EXERCISE DETAILS: Your task is to reproduce exactly the lines from the line with "lock in the photo above." through the end of the records below.

PROVIDED RECORDS:
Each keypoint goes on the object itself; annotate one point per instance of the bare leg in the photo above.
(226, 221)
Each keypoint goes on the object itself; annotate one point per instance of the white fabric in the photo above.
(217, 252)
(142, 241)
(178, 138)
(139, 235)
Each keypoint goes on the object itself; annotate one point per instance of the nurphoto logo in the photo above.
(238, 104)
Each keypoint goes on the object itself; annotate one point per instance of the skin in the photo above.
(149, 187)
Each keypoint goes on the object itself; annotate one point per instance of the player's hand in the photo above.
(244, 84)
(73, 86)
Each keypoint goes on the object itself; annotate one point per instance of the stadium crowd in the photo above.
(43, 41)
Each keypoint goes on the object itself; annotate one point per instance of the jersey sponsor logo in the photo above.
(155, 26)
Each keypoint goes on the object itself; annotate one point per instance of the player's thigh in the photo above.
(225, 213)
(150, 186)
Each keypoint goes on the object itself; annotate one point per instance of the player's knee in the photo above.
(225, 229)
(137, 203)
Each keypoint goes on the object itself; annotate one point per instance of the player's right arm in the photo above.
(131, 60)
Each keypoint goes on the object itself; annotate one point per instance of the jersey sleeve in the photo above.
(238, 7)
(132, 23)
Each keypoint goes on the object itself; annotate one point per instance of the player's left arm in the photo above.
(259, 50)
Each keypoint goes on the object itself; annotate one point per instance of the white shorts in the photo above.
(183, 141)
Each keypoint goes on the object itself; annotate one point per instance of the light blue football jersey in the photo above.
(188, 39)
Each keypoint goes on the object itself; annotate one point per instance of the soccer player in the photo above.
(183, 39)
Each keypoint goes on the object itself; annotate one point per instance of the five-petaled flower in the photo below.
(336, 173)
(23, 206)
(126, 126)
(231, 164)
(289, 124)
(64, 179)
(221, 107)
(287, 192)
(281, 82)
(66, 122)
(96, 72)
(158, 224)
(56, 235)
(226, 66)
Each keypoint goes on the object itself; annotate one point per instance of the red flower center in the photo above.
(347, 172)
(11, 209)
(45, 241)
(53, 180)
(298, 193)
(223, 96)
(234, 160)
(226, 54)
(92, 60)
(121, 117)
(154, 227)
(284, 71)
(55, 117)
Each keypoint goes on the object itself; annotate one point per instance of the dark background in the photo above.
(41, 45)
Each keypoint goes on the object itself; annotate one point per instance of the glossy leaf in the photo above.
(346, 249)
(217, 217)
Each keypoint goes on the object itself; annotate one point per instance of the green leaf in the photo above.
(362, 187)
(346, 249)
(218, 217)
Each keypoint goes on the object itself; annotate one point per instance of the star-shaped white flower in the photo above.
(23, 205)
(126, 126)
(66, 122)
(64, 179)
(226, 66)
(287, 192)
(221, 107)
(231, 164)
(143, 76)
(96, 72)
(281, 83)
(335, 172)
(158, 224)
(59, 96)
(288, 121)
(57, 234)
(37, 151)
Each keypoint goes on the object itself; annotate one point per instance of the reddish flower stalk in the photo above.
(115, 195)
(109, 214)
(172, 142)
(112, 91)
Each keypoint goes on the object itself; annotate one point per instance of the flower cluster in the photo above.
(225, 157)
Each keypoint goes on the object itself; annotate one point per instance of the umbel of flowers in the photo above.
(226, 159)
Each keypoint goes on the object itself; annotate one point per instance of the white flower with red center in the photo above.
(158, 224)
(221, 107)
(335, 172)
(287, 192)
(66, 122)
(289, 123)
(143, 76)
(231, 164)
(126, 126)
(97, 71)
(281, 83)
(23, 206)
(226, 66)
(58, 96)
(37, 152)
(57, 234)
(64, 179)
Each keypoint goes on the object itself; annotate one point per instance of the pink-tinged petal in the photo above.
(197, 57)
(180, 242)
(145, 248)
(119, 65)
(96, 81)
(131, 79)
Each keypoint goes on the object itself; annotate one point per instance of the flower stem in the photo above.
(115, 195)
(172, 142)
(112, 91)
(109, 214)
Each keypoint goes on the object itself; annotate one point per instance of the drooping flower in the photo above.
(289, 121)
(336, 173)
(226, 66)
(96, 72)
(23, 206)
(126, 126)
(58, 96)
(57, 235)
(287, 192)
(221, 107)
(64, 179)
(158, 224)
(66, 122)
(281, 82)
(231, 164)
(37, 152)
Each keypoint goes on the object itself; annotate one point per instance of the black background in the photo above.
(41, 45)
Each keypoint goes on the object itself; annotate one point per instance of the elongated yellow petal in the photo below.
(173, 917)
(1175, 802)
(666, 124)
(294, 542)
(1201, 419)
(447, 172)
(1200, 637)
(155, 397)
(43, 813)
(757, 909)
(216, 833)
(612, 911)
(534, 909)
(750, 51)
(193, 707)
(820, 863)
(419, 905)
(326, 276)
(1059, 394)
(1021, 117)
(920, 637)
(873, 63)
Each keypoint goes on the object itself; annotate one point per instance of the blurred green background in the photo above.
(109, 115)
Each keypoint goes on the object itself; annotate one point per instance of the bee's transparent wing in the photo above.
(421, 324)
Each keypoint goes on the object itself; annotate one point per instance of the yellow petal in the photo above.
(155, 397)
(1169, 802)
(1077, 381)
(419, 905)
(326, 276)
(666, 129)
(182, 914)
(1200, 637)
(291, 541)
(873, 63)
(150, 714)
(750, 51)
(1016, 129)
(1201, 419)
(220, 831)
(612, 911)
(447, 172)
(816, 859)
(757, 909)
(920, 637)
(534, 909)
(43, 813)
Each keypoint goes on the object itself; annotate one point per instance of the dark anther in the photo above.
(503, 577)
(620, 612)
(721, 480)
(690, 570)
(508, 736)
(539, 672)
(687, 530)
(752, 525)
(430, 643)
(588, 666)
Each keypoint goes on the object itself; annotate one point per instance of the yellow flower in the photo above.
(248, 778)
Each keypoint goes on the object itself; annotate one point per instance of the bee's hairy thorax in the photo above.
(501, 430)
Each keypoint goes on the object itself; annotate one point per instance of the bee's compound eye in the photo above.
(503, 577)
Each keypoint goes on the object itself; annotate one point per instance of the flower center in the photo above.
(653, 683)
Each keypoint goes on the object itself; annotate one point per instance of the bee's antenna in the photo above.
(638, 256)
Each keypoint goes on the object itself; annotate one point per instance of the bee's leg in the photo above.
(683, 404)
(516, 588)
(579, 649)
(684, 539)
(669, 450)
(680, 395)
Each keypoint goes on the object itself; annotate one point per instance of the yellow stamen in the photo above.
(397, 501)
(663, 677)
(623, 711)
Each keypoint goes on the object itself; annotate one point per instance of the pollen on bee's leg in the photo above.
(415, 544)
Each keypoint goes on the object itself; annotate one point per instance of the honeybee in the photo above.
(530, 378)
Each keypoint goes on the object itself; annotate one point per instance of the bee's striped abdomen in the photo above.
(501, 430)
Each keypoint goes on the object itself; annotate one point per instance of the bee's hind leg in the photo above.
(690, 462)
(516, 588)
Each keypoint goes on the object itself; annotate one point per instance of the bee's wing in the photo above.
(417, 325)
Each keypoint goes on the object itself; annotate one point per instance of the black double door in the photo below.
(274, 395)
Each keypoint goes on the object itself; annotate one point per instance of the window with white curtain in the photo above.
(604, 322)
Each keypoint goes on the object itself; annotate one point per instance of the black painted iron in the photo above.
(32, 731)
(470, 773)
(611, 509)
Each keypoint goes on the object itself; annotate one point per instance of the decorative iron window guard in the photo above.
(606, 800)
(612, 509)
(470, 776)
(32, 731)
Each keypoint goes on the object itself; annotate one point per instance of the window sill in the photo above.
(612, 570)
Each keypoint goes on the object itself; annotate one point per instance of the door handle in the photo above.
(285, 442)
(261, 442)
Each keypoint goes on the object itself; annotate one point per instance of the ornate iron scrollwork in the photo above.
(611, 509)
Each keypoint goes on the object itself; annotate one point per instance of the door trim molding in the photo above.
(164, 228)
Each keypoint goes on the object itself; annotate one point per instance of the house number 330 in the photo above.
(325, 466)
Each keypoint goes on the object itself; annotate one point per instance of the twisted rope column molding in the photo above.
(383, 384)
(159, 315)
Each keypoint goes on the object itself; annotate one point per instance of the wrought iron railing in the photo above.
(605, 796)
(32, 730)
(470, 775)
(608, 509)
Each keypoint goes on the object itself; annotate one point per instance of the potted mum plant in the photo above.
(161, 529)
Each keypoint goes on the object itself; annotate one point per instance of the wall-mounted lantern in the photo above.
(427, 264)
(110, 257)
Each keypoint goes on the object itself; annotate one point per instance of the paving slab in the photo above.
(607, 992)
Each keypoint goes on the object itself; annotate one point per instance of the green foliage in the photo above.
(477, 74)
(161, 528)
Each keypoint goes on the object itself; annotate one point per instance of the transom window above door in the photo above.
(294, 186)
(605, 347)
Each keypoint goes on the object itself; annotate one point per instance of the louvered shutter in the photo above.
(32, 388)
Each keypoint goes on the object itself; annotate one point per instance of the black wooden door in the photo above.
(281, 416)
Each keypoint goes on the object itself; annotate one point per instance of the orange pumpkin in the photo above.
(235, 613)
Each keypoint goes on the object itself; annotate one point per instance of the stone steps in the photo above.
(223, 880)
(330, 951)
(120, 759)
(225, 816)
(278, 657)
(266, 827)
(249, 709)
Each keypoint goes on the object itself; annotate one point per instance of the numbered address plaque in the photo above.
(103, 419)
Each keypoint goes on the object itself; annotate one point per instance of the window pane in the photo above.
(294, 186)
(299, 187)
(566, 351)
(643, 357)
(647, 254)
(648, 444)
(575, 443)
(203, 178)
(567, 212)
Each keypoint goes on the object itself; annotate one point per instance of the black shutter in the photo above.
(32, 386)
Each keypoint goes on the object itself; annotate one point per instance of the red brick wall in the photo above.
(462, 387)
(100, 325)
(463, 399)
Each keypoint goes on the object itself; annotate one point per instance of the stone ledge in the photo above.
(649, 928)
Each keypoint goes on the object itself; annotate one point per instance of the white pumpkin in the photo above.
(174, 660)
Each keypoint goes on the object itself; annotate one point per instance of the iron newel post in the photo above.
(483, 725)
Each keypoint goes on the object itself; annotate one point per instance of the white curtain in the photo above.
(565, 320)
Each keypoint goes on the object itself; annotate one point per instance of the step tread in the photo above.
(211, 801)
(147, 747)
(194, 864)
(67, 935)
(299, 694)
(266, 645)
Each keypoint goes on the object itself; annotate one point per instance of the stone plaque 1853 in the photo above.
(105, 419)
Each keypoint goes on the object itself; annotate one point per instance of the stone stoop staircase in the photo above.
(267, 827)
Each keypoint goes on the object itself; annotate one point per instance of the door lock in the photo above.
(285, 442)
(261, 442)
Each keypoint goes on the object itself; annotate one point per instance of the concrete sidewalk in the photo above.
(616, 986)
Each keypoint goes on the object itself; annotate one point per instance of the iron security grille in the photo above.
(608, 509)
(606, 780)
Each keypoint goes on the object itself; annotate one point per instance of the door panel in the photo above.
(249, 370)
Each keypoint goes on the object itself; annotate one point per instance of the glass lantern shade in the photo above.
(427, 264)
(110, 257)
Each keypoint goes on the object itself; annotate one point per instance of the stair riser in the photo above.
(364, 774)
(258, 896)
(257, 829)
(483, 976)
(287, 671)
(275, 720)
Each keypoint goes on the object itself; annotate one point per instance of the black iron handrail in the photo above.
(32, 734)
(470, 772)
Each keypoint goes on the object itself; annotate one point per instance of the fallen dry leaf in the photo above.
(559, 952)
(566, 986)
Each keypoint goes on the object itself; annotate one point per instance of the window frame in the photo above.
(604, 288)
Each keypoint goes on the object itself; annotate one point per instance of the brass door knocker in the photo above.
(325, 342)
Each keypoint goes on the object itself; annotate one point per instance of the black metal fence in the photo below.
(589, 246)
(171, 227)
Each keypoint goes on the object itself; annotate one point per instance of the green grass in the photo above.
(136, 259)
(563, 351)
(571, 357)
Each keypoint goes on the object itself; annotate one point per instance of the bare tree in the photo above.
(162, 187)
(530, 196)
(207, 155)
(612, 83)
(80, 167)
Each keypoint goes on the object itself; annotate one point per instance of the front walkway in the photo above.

PROBLEM SOLUTION:
Each keypoint goes on the object itself; annotate one point per instance of the door lock in the photo above.
(285, 442)
(261, 442)
Each keypoint goes on the object itself; annotate one point per instance of the concrete sidewalk in the photo above.
(616, 986)
Each keypoint goes on the object itself; annotate one point per instance of the iron security grille in the photo above.
(608, 509)
(606, 780)
Each keypoint goes on the object itself; annotate one point per instance of the door panel in the photo above.
(249, 370)
Each keypoint goes on the object itself; annotate one point per instance of the glass lantern shade in the photo above.
(427, 264)
(110, 257)
Each keypoint goes on the object itself; annotate one point per instance of the stair riser in the photo above.
(364, 774)
(258, 896)
(257, 829)
(483, 976)
(287, 671)
(275, 720)
Each keypoint goes on the object itself; annotate one point per instance of the black iron handrail in the photo above.
(32, 734)
(470, 772)
Each keypoint goes on the object itself; annotate one point per instance of the fallen dry leaf in the photo above.
(559, 952)
(566, 986)
Each keypoint goes on the object itself; annotate one point per instance of the window frame in the photo above.
(604, 288)
Each keypoint goes on the object itself; annotate one point per instance of the brass door knocker in the photo above.
(325, 342)
Each keypoint goes on the object itself; annotate one point per instance of the black metal fence in the photo below.
(589, 246)
(171, 227)
Each keypoint goes on the object itself; annotate one point per instance of the green grass in the photo above.
(136, 259)
(563, 351)
(571, 357)
Each keypoint goes on the object itself; annotate one point per instance of the bare tree in the photo above.
(162, 187)
(530, 196)
(207, 155)
(612, 83)
(80, 167)
Each keypoint goes on the object itself; annotate one point per instance of the front walkway in the photo above.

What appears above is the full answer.